▶ [Texto del documento]
<<<<

Fui periodista y lector… Ahora solo soy lector y aprendiz de viajero. Cuido a mis amigos porque ellos me cuidan a mí. Paseo por el monte, veo partidos de rugby y leo todo lo que cae en mis manos, pero no hago ascos a un viaje ni a una fiesta, en particular si es de rock and roll. Acumulo libros de historia porque sigo creyendo que la realidad es mejor que la ficción y me gustan las estanterías llenas.

Imagen creada con IA.

Aquel fue uno de los episodios más divertidos de mi vida, una historia que comenzó hace un montón de años en la redacción de mi periódico, cuando el redactor-jefe me pidió que entrevistara a un personaje de la farándula, torero para más señas, casado con una viuda tonadillera aún más popular que él. Mi reacción inicial fue de perplejidad. ‘¿Qué? ¿A quién?’, pregunté despectivamente, desviando la vista de la pantalla del ordenador. Pronto descubriría que tragarse los prejuicios y las opiniones es la dieta más saludable de un reportero

Pero vayamos por partes.

1.

Hasta entonces, yo había entrevistado a políticos, diplomáticos, historiadores, periodistas, escritores, actores, directores y productores de cine, diseñadores de moda, estrellas del deporte… Una extensa lista de personalidades influyentes o al menos singulares que interesaban a los lectores por derecho propio, o así lo creía yo. Lógicamente, como humanos que eran, tenían su manías y rarezas igual que todo el mundo, y a muchos los conocí en situaciones pintorescas y hasta dramáticas, como el amable y a la vez impasible embajador de un país de Oriente Próximo que no dejó de sonreir cuando charlamos en el salón de una universidad en medio de una protesta estudiantil, protegidos los dos por un corpulento escolta apostado en la puerta, en la que retumbaban las patadas de los manifestantes.

Esos personajes resultaban interesantes incluso en los momentos distendidos en que solo compartías su intimidad, lo que pude comprobar con el premio nacional de poesía que se echaba al coleto copas de aguardiente en un bar a media mañana y fumaba a escondidas en casa cuando su esposa salía a hacer los recados. «Con el dinero del premio nos fuimos unos días a Canarias», me confesó en la sala de su vivienda, poniendo cara de niño travieso. De repente, al oír un tintineo de llaves que llegaba del ‘hall’, el poeta dio un respingo y me rogó que abriera las ventanas, mientras agitaba los brazos para disipar el humo de un cigarrillo.

No menos surrealista fue la entrevista a una simpática pero informal diputada que, tras tenerme una mañana de espera en los pasillos del Congreso, me propuso que le formulara las preguntas en el taxi que nos llevó al aeropuerto de Barajas y después en la terminal, donde tuve que arrastrar su maleta con una mano, sosteniendo la grabadora en la otra, a la vista de decenas de viajeros que se desternillaban.

>>>>

▶ [Datos proporcionados]
<<<<

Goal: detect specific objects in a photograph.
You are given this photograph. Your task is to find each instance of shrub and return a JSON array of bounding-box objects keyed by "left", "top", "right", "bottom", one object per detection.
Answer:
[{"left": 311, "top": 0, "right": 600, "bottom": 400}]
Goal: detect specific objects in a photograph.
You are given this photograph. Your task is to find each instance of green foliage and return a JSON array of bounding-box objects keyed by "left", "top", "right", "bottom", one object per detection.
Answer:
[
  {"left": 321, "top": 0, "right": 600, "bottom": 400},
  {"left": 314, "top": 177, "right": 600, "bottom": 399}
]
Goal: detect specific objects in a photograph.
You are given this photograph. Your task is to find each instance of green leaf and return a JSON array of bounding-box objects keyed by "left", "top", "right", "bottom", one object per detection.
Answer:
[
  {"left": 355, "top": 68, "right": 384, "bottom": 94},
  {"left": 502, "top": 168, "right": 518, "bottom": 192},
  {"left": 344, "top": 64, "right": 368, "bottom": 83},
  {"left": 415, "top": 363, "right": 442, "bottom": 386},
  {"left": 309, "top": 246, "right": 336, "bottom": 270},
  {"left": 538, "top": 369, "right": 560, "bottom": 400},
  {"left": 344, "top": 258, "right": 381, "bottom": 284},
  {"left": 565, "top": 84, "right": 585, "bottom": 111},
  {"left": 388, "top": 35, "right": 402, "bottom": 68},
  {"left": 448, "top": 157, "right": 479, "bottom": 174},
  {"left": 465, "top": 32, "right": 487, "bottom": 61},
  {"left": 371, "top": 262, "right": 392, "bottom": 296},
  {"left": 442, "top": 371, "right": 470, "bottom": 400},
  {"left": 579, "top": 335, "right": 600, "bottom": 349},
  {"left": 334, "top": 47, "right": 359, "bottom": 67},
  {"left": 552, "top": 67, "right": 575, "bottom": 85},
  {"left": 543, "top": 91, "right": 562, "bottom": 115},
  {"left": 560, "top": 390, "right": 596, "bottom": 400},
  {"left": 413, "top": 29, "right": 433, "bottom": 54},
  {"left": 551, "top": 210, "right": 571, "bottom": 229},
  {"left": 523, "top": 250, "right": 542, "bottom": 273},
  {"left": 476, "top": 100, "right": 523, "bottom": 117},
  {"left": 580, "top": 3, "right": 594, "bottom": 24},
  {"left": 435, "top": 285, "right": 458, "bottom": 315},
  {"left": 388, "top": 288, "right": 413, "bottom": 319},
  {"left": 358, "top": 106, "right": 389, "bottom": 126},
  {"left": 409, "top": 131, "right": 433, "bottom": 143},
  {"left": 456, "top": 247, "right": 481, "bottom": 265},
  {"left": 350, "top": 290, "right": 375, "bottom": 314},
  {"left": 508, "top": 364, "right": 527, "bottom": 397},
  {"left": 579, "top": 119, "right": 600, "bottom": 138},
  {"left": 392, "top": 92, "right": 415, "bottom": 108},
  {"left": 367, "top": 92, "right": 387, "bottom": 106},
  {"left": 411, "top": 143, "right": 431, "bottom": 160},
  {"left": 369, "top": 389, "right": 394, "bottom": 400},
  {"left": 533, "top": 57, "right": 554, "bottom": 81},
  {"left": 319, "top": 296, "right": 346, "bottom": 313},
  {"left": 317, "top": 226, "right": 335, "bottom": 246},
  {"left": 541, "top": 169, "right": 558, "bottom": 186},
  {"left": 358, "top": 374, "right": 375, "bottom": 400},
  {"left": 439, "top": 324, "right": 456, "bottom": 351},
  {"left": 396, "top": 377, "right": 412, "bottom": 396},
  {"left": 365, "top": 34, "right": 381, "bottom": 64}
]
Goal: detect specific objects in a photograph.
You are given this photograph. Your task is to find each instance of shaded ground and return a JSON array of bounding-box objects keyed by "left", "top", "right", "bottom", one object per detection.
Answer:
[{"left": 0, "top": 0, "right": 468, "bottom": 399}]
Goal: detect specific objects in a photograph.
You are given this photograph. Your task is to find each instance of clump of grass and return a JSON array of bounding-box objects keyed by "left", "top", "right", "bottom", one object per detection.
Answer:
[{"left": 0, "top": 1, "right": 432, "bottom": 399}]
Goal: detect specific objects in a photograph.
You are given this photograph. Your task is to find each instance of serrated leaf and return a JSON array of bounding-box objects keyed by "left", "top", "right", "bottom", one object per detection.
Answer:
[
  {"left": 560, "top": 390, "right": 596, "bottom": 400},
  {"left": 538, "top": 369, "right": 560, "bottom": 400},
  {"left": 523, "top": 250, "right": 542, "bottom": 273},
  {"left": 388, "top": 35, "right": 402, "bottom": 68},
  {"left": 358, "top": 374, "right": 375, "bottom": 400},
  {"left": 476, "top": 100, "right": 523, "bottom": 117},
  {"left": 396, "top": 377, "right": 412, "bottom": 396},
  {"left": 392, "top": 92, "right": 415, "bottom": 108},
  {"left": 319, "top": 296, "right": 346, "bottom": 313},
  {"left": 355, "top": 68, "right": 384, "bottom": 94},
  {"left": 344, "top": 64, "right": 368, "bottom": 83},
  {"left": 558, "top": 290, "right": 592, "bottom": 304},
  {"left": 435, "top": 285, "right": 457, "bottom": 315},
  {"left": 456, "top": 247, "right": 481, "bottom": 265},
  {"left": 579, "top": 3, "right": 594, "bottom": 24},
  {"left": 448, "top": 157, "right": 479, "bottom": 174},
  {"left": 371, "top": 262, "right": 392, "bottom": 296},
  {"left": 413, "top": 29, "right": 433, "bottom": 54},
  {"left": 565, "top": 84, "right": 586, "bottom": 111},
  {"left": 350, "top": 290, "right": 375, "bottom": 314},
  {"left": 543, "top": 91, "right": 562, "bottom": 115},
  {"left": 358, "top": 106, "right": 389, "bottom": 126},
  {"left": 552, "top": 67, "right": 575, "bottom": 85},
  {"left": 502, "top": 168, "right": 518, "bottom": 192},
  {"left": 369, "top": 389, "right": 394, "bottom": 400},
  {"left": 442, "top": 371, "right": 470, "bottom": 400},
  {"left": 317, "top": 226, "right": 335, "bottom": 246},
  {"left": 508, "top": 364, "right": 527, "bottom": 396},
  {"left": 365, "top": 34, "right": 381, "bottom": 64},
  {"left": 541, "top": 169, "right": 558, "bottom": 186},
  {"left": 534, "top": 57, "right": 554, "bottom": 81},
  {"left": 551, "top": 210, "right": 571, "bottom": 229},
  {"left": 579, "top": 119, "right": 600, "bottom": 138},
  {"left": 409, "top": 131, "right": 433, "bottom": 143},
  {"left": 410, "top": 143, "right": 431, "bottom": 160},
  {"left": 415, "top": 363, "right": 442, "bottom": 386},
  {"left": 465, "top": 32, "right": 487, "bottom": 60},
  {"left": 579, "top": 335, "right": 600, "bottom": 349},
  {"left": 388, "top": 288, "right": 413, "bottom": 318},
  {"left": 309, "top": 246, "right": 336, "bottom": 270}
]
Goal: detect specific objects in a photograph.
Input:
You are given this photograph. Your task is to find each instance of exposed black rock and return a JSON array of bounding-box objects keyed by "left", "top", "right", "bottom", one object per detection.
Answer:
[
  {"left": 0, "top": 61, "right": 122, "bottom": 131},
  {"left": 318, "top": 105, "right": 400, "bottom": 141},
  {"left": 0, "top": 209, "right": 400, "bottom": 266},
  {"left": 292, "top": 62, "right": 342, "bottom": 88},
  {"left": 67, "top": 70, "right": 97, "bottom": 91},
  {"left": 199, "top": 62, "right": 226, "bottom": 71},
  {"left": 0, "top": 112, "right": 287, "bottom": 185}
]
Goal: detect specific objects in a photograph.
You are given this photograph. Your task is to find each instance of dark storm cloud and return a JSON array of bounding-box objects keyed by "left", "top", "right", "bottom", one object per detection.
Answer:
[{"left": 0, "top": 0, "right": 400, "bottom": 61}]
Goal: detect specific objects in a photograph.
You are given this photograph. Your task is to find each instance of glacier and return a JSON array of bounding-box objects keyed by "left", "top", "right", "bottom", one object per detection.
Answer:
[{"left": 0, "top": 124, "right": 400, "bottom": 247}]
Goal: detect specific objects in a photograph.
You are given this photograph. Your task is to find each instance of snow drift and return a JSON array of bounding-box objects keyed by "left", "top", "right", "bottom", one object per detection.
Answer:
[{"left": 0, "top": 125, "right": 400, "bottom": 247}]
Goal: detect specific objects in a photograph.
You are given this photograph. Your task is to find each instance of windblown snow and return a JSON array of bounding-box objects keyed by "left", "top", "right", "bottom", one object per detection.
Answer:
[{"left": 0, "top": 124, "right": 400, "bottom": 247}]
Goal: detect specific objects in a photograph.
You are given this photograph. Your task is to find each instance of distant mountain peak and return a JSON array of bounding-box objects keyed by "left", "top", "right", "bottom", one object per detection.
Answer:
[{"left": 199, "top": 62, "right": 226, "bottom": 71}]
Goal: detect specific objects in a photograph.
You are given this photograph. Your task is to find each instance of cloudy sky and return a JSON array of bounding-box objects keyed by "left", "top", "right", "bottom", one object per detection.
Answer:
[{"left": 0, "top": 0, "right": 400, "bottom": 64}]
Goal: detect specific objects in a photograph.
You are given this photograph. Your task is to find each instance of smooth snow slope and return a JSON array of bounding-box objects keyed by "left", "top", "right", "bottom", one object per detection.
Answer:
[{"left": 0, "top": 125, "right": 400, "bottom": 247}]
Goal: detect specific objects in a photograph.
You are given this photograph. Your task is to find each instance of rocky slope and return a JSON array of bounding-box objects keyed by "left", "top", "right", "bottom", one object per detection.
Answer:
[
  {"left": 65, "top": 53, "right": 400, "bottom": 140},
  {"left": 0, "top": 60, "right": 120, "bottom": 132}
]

>>>>

▶ [Su tarea] Redacte la continuación del relato de recuerdos sobre entrevistas periodísticas, comenzando justo después de su última oración.

▶ [Respuesta a la tarea]
Yo trabajaba en la sección dominical del periódico, que publicaba reportajes y entrevistas a fondo, siempre sobre asuntos serios o enfocados como tales y presentados con el estilo literario de moda antes de Internet. Disponíamos de documentación abundante, fotógrafo, billetes de avión, hoteles y tiempo para escribir. Los compañeros de las demás secciones nos llamaban burlonamente ‘El club de los poetas muertos’, pero no nos molestaba. Nuestros privilegios, si podíamos llamarlos así, no salían gratis. A cambio se nos exigía la máxima intensidad y dedicación, con el coste personal que ello suponía, pero éramos felices, honestos con el material que caía en nuestras manos y razonablemente osados porque nuestro redactor-jefe creía en nosotros y nos respaldaba. Por las noches quedábamos a tomar copas y encima nos pagaban bien.

En aquella especie de Shangri-La del periodismo en la que vivía, no encontraba la forma de encajar a un torero sin otras credenciales informativas que los chismorreos que provocaba junto a su pareja. Yo estaba empapado de estúpidas ideas preconcebidas sobre la gente y la cultura del sur, y en mi imaginación, dejando aparte la cuestión del maltrato animal, los matadores solo tenían cabida en las crónicas taurinas. Había leyendas del ruedo que se elevaban sobre el resto porque les habían estampado un sello intelectual y por la abundante literatura que ellos y en general la tauromaquia inspiraban. Pero no era el caso de la persona que me pedían que entrevistara esta vez; con su cónyuge cantante y la hija de esta (fruto de un matrimonio anterior) formaban una familia que suministraba carnaza al periodismo faldero que yo miraba con desdén y contra el que protestaba.

2.

«Tú quedas con el torero y no se hable más», zanjó mi redactor-jefe.

En fin, no tuve más remedio que telefonearle de mala gana y con aprensión. Para mi sorpresa, escuché la voz educada y respetuosa de un perfecto caballero que se ofreció a recibirme en su casa, un chalé de un barrio elegante a las afueras de la capital. El tono que empleó, receptivo y acogedor, me tranquilizó; no me iba a enfrentar a una ‘prima donna’ de esas que odiaban a la prensa, y conversaríamos el tiempo que hiciera falta.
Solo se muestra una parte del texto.